▶ _What to do_: For the entries below, print exactly the lines between the line holding "(format x=147, y=421)" and the line holding "(format x=802, y=825)", inclusive, and nothing else.

▶ _Records excerpted from a collection_:
= Beginning of Section =
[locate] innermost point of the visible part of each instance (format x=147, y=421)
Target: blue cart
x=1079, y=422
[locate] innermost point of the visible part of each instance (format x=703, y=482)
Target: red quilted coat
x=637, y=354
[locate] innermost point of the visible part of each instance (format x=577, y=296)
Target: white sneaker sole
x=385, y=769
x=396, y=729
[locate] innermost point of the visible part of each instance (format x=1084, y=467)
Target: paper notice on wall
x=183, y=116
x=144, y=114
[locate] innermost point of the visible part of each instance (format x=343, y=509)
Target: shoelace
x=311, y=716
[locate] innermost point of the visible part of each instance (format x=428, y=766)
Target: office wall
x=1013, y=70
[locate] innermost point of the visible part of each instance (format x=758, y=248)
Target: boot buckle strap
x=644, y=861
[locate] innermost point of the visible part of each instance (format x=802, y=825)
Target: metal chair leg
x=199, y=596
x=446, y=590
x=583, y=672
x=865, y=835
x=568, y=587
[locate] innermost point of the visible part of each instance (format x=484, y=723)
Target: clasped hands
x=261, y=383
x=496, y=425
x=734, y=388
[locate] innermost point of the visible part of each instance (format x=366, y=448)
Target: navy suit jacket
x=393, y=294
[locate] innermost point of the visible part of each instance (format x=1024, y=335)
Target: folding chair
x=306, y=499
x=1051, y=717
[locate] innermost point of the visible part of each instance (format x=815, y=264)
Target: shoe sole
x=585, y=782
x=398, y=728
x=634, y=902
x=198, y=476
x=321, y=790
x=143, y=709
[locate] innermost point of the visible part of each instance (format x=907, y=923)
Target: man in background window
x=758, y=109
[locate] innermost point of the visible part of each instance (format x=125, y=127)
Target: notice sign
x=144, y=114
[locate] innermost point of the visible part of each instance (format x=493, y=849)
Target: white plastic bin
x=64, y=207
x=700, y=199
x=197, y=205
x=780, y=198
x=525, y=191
= End of Section =
= Beginning of Section =
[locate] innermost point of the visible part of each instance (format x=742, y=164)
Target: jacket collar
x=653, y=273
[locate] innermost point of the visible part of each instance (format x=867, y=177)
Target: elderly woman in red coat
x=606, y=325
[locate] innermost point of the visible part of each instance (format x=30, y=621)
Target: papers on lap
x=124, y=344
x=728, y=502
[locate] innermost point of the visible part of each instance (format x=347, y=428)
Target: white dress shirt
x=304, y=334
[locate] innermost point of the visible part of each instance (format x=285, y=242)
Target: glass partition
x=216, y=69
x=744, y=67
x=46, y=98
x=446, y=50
= End of Section =
= Beginning of Section =
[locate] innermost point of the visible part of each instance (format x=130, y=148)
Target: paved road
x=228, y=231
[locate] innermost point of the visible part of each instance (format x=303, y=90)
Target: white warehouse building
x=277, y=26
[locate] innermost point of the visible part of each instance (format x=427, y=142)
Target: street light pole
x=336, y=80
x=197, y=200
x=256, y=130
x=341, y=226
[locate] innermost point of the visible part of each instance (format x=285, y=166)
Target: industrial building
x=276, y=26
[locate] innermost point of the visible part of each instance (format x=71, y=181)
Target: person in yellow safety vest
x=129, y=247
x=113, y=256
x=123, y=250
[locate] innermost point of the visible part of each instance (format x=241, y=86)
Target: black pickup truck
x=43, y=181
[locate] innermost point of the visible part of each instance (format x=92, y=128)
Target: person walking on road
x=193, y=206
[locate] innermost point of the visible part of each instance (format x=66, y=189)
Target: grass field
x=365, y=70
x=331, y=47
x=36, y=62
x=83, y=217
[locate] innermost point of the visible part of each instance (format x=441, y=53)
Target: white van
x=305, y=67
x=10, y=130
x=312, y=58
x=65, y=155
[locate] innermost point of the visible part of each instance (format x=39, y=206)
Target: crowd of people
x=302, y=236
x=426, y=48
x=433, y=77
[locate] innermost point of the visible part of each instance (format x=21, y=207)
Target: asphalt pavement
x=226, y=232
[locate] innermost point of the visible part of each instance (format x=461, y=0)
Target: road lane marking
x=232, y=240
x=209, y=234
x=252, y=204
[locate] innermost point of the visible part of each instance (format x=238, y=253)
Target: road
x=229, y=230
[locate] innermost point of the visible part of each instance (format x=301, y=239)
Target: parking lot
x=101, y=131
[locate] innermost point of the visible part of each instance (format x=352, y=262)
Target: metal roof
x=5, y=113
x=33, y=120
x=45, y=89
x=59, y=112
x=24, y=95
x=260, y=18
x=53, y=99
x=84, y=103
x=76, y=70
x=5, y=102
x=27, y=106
= End of Section =
▶ _Solved problem_:
[locate] innermost point of the visible part of each instance (format x=147, y=421)
Target: blue cart
x=1079, y=422
[locate] innermost point of the visible part of each instance (format x=703, y=482)
Target: red quilted coat
x=637, y=354
[locate] innermost point of the visible part of each instance (format x=577, y=296)
Target: white sneaker sole
x=385, y=769
x=396, y=729
[locate] innermost point of the visible part of each instance (format x=1084, y=467)
Target: paper notice on wall
x=183, y=116
x=144, y=114
[locate] innermost point of the visible part of each instance (format x=343, y=509)
Target: shoelace
x=311, y=716
[locate] innermost point of the visible part of each instance (format x=428, y=766)
Target: office wall
x=1013, y=70
[locate] innermost point of the visible part of each instance (format x=758, y=248)
Target: boot buckle strap
x=644, y=861
[locate] innermost point of the visible part of each instance (format x=802, y=825)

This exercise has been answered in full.